**SUPPLIED PASSAGE:**
==========
Despite aggressive antifungal therapy, the prognosis remains poor in many cases, particularly when Trichoderma causes disseminated or necrotizing infections. Nevertheless, successful outcomes are possible with early diagnosis, combination therapy, and surgery where appropriate.

This case adds to the growing evidence that Trichoderma can cause invasive infections in vulnerable hosts, though its role in bone and joint, and PJI is still uncertain.

The clinical case had some shortcomings. A histological examination was not performed, which could have provided additional value for the diagnosis, although interpretation of the findings would not be easy due to the concomitant treatment of S. epidermidis PJI. Another limitation was that the intraoperative samples were possibly taken with the same surgical instrument, but growth occurred in two of the five specimens, even though the others were collected in the same way. In the reported cases in the literature, information on the number of positive samples was often not provided; in one case, growth was observed only from sonication. Another limitation was that antimicrobial susceptibility could not be determined. In addition, the absence of a molecular method for the identification of Trichoderma was also a limitation of this case. Finally, at that time, there was no possibility of switching the treatment to liposomal amphotericin B or another antifungal drug in the hospital, but the possibility of contamination remained, so the treatment was stopped. In the reported cases in the literature, there were instances where voriconazole was insufficiently effective and was switched to amphotericin B, which was subsequently discontinued due to intolerance. Additionally, extending the treatment for a sufficient duration would not help determine whether it was an infection or contamination as in the reported case in the literature [8]. The relative paucity of virulence of Trichoderma spp. in immunocompetent hosts is suggested after the report of an inadvertent infusion of T. viride in a contaminated intravenous solution. This patient received a single dose of amphotericin B and remained well [4,12].
==========
**PROBLEM SET:**
1. Write down the passage from the Trichoderma case discussion word for word, starting at the words "Despite aggressive antifungal" and stopping after "is still uncertain.".
2. According to the Trichoderma case discussion, in how many of the five intraoperative specimens did growth occur?
==========
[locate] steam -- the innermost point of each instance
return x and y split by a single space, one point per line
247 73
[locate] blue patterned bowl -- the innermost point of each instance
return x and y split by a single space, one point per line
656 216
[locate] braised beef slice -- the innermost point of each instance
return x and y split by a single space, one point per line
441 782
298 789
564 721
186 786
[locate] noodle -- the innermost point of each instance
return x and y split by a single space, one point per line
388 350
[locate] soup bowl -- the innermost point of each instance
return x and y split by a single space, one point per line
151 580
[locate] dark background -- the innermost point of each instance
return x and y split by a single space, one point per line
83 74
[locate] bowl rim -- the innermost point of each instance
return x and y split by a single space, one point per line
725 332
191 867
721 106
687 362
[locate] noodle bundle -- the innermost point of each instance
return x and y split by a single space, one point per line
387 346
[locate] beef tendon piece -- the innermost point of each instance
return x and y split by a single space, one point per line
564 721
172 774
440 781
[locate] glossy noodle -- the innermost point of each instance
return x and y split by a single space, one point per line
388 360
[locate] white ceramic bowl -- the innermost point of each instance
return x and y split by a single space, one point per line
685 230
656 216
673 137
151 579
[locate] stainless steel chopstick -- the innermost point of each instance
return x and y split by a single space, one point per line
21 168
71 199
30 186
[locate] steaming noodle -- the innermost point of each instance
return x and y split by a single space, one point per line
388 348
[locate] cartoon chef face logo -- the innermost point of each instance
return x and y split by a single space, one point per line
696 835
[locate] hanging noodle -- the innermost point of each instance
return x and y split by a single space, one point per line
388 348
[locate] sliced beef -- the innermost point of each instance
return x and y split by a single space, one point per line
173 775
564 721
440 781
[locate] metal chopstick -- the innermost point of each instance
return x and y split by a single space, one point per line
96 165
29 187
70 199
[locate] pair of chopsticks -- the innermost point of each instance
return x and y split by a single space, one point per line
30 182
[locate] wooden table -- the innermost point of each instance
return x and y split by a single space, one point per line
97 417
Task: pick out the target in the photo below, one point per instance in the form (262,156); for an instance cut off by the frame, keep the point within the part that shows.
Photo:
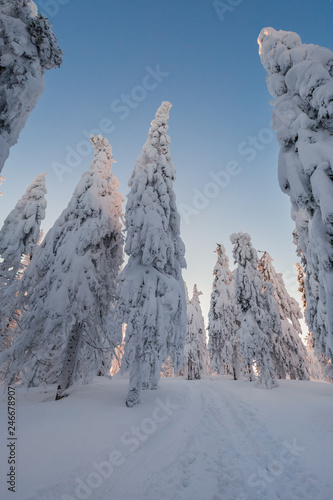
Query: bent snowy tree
(300,78)
(19,236)
(196,359)
(70,286)
(256,320)
(151,288)
(223,320)
(290,353)
(28,49)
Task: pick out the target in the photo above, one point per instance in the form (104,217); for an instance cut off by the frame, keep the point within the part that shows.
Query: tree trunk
(70,362)
(135,384)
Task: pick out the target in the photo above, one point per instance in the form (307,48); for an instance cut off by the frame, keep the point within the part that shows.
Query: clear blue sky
(211,73)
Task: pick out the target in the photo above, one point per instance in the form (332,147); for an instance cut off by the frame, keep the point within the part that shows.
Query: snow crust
(204,439)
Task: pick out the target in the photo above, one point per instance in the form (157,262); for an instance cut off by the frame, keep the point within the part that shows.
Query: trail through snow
(213,439)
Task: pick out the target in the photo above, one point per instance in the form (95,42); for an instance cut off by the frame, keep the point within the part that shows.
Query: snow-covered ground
(213,439)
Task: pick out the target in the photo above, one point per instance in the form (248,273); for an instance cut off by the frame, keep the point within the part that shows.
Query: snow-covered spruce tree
(28,49)
(256,321)
(151,288)
(223,321)
(18,239)
(290,350)
(196,360)
(167,369)
(300,78)
(70,286)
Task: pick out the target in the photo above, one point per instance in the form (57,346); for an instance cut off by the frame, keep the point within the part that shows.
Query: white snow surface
(209,439)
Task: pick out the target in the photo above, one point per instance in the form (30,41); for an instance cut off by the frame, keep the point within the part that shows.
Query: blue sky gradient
(211,73)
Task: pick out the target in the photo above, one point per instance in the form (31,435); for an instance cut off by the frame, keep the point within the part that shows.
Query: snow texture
(209,440)
(19,237)
(257,315)
(28,48)
(289,353)
(151,287)
(70,284)
(196,361)
(224,320)
(300,79)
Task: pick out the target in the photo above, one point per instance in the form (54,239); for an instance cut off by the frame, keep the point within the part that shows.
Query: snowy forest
(101,294)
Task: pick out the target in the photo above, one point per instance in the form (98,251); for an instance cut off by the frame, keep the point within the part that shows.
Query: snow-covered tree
(256,320)
(223,321)
(196,358)
(70,286)
(167,369)
(290,352)
(18,240)
(28,49)
(151,287)
(300,78)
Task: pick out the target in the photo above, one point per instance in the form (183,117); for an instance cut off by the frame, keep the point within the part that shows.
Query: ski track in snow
(213,447)
(227,447)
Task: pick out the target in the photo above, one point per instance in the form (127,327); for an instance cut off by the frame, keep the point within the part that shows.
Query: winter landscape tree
(70,285)
(300,79)
(18,240)
(290,351)
(256,321)
(223,321)
(151,288)
(195,363)
(28,49)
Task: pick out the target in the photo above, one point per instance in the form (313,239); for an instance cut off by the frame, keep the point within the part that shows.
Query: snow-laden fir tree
(70,284)
(28,49)
(291,355)
(196,359)
(19,236)
(300,79)
(257,321)
(151,288)
(223,321)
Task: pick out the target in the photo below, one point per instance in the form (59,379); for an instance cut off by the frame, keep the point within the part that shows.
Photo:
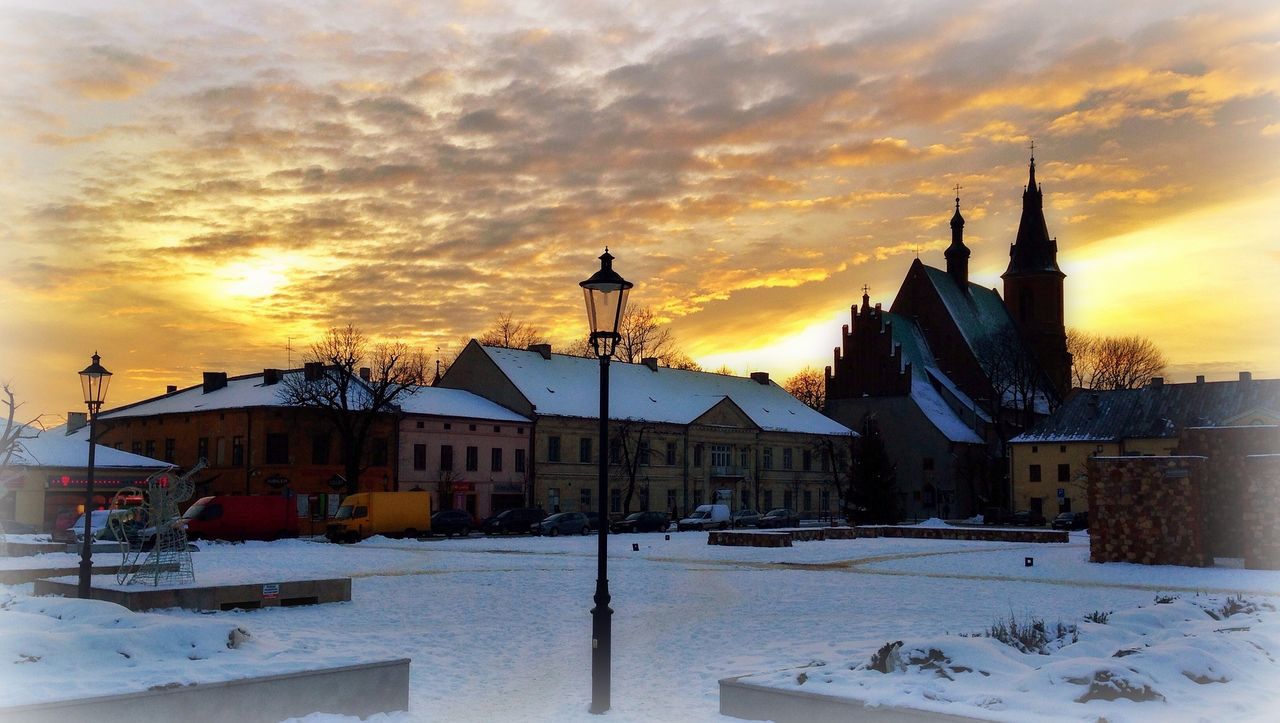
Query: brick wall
==========
**ANSWERS TO EACH TASK:**
1.
Despite aggressive antifungal therapy, the prognosis remains poor in many cases, particularly when Trichoderma causes disseminated or necrotizing infections. Nevertheless, successful outcomes are possible with early diagnosis, combination therapy, and surgery where appropriate.

This case adds to the growing evidence that Trichoderma can cause invasive infections in vulnerable hosts, though its role in bone and joint, and PJI is still uncertain.

2. Two of the five specimens.